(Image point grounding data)
*****
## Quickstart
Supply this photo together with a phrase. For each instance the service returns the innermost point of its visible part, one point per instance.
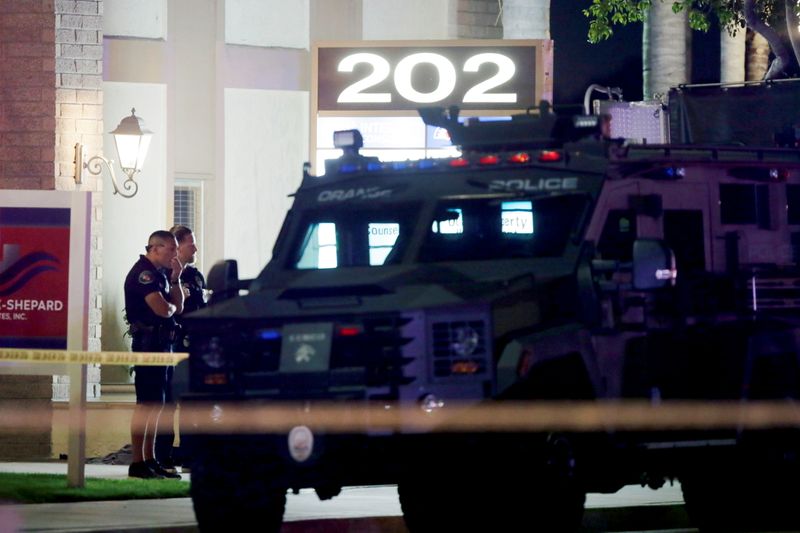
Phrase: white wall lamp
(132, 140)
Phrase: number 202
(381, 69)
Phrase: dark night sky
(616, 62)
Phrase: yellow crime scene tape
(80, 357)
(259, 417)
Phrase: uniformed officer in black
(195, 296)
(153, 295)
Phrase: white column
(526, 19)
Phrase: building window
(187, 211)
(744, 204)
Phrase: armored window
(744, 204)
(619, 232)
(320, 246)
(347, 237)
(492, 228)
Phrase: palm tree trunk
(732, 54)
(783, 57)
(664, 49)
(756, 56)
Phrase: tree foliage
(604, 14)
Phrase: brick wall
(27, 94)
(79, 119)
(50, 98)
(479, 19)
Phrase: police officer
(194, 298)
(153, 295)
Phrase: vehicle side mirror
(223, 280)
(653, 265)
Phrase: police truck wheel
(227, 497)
*****
Return all the entries word for word, but omit any pictures they contain.

* RESULT OF THE TASK
## Quickstart
Supply this photo together with a phrase. For each instance the service returns the innermost point of its visible part, one point per instance.
Phrase: white wall lamp
(132, 140)
Phrase: number 202
(381, 69)
Phrase: dark night sky
(616, 62)
Phrase: yellow crime scene tape
(80, 357)
(259, 417)
Phrase: uniformed officer in black
(195, 296)
(153, 295)
Phrase: white column
(526, 19)
Phrase: building window
(187, 211)
(744, 204)
Phrase: armored window
(744, 204)
(619, 232)
(320, 246)
(347, 237)
(492, 228)
Phrase: palm tree trunk
(732, 54)
(783, 57)
(664, 49)
(756, 56)
Phrase: tree foliage
(604, 14)
Phrase: brick wall
(27, 94)
(79, 119)
(50, 98)
(479, 19)
Phrase: police officer
(194, 298)
(153, 295)
Phrase: vehicle side mirror
(223, 280)
(653, 265)
Phrase: police truck wheel
(227, 497)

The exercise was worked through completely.